What to work on => Count how many lines in the entries below contain the string "christmas". Reply with the number only.
+++ The records
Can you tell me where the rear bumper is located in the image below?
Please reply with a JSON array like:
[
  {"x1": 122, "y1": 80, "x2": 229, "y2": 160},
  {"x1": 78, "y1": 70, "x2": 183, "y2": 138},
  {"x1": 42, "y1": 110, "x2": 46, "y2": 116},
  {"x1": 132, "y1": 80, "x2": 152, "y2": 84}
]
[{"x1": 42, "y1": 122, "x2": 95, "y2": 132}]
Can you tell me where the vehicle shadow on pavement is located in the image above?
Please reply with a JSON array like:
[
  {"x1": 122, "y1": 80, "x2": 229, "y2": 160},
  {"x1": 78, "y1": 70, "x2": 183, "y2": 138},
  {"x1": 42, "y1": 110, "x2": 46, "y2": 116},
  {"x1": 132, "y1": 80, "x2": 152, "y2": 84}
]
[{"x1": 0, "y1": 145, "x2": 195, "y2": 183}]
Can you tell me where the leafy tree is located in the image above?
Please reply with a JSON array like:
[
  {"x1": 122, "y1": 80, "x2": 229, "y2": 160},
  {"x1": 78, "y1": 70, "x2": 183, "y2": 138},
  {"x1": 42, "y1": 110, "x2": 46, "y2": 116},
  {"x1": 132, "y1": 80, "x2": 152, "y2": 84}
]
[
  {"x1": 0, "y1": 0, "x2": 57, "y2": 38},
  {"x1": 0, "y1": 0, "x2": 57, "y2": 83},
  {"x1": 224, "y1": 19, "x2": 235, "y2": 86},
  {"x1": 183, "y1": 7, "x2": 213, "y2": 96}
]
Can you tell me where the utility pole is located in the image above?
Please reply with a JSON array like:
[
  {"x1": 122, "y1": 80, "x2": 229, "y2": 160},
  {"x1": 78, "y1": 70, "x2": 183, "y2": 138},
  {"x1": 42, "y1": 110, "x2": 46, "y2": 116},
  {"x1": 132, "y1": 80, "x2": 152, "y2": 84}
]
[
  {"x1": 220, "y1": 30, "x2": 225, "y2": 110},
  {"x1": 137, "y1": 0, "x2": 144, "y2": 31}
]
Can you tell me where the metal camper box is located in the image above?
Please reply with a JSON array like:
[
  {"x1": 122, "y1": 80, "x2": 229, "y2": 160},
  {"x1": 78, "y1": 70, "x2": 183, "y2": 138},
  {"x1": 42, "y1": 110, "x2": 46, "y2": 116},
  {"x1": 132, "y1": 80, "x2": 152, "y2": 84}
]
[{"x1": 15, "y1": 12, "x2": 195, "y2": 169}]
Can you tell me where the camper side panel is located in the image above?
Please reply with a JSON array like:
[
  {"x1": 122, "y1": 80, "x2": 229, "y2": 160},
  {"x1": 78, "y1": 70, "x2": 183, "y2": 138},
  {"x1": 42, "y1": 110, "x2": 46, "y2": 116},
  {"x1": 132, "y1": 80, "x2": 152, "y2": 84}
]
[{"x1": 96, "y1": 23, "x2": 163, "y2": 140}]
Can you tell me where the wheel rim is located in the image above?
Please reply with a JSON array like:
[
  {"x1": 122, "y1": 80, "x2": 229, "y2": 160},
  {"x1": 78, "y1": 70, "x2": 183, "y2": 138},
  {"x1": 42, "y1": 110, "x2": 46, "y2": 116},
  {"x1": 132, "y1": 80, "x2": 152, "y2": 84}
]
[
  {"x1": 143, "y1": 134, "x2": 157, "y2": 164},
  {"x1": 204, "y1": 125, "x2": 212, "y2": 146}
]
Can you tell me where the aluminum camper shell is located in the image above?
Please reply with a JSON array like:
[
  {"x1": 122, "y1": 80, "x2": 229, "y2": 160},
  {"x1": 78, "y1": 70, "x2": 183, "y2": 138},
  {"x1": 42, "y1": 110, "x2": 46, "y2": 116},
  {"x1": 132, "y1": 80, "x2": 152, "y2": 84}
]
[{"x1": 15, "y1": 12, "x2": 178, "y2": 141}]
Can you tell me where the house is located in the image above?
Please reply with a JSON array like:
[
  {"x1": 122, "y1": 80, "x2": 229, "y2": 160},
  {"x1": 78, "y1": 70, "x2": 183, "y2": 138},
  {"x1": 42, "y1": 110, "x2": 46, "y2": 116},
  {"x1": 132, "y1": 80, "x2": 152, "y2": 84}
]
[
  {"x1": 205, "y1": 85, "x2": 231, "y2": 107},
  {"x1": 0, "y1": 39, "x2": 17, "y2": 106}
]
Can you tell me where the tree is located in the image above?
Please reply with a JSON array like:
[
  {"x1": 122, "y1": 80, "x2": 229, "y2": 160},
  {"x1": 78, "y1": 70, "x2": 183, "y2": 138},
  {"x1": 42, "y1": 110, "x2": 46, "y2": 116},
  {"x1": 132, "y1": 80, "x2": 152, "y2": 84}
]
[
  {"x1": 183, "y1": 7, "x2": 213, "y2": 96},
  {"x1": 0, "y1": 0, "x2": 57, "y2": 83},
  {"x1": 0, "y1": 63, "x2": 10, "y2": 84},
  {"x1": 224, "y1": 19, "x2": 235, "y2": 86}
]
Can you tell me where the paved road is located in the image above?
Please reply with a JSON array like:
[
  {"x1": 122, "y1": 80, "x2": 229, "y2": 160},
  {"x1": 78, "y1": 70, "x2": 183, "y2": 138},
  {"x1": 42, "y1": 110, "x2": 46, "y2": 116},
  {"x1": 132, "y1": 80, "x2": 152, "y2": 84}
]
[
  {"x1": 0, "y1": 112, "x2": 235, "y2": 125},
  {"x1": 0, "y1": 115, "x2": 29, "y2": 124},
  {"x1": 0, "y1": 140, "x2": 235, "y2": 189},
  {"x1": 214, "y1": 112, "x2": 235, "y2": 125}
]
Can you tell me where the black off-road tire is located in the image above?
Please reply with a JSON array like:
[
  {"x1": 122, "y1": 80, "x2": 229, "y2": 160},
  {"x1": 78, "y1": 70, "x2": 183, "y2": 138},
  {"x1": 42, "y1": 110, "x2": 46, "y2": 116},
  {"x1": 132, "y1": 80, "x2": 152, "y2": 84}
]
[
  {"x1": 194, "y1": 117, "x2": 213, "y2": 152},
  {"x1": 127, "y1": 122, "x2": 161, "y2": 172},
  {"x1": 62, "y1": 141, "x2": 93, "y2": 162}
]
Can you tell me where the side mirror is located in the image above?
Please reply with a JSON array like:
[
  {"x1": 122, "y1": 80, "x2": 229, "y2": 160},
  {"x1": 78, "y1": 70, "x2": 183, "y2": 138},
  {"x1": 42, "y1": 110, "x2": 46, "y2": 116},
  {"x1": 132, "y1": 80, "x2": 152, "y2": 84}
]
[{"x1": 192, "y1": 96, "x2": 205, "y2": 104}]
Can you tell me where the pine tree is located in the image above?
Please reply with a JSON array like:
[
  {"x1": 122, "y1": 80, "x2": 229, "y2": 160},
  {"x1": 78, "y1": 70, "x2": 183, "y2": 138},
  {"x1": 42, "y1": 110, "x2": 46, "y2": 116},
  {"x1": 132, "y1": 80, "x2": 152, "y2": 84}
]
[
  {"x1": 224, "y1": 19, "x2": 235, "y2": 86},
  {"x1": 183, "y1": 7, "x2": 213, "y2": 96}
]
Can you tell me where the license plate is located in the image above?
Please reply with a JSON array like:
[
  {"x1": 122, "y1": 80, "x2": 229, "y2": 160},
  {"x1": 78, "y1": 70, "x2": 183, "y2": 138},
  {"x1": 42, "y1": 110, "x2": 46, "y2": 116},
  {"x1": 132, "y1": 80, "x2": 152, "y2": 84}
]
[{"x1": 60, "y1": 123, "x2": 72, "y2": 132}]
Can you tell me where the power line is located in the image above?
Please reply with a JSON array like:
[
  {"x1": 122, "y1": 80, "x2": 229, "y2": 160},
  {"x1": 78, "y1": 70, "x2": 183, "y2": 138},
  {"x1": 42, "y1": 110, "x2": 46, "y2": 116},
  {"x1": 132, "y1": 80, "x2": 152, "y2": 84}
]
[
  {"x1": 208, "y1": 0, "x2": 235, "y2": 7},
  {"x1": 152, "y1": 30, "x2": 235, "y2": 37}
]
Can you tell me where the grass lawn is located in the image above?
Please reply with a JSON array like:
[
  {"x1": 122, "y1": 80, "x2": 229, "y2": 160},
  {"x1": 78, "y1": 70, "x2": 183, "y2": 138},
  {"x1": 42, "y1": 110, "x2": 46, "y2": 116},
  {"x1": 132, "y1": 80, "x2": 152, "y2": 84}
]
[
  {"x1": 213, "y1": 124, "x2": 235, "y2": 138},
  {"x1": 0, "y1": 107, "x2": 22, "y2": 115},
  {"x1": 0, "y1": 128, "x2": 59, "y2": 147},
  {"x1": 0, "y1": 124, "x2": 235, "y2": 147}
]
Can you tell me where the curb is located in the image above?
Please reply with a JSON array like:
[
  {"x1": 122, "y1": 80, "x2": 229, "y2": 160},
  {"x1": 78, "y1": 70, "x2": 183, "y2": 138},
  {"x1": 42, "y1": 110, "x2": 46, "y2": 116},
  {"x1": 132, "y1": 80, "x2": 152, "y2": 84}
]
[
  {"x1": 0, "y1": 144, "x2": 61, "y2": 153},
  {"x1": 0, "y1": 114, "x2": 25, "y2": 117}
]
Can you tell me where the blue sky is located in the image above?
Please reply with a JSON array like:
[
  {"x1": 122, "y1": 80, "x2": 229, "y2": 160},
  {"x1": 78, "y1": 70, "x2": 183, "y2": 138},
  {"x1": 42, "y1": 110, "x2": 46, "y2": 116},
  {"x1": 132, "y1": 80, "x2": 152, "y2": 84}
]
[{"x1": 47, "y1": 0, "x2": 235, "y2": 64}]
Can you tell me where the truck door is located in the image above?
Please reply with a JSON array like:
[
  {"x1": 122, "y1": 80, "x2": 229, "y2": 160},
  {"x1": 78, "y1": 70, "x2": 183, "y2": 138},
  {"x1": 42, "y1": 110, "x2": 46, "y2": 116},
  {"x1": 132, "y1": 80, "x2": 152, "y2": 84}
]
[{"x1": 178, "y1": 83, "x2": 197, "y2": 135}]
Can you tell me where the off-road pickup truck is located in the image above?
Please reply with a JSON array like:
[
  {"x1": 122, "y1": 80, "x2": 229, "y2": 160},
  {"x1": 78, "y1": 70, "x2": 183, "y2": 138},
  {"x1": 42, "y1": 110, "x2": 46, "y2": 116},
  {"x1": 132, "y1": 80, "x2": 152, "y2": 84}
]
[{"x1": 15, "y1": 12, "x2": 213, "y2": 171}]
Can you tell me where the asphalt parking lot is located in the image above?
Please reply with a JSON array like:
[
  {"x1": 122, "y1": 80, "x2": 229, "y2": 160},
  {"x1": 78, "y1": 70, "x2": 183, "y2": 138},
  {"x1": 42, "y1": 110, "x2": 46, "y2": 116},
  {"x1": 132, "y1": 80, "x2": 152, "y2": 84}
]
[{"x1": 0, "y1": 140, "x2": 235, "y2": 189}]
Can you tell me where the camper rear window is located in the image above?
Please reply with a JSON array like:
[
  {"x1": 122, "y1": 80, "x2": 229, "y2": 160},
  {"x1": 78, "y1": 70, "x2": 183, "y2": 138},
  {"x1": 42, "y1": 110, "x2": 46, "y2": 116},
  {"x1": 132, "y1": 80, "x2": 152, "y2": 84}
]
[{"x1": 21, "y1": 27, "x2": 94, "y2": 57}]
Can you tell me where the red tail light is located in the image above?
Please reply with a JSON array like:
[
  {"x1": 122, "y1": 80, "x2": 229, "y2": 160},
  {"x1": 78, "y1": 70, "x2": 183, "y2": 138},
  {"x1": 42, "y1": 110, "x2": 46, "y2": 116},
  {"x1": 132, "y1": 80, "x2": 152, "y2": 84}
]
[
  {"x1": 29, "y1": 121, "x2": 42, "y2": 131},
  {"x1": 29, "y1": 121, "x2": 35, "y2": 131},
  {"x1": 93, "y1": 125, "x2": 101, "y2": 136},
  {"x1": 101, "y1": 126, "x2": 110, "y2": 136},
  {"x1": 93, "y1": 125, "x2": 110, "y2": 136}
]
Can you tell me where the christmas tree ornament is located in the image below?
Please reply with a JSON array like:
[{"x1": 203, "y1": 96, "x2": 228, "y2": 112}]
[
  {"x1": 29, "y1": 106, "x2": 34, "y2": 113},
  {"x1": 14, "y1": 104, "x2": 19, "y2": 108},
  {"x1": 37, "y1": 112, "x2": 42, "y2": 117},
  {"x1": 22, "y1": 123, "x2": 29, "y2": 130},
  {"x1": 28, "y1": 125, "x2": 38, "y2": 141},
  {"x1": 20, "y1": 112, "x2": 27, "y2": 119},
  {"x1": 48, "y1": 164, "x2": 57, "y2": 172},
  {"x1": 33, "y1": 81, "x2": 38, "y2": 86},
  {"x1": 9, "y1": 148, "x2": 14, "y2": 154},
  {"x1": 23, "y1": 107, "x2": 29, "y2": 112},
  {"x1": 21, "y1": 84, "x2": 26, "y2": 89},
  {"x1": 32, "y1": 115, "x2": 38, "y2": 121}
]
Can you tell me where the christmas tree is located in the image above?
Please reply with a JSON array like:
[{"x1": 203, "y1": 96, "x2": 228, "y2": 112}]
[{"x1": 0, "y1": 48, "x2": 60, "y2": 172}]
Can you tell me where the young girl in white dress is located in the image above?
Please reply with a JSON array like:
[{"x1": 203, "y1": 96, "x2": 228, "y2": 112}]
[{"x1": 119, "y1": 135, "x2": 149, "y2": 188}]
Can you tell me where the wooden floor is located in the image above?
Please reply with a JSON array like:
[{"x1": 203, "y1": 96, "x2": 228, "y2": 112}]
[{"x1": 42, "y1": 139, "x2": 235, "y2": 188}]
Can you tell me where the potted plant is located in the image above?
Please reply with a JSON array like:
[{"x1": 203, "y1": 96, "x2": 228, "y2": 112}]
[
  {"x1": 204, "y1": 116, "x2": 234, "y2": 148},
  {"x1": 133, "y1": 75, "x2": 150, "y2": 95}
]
++++++
Written response => 2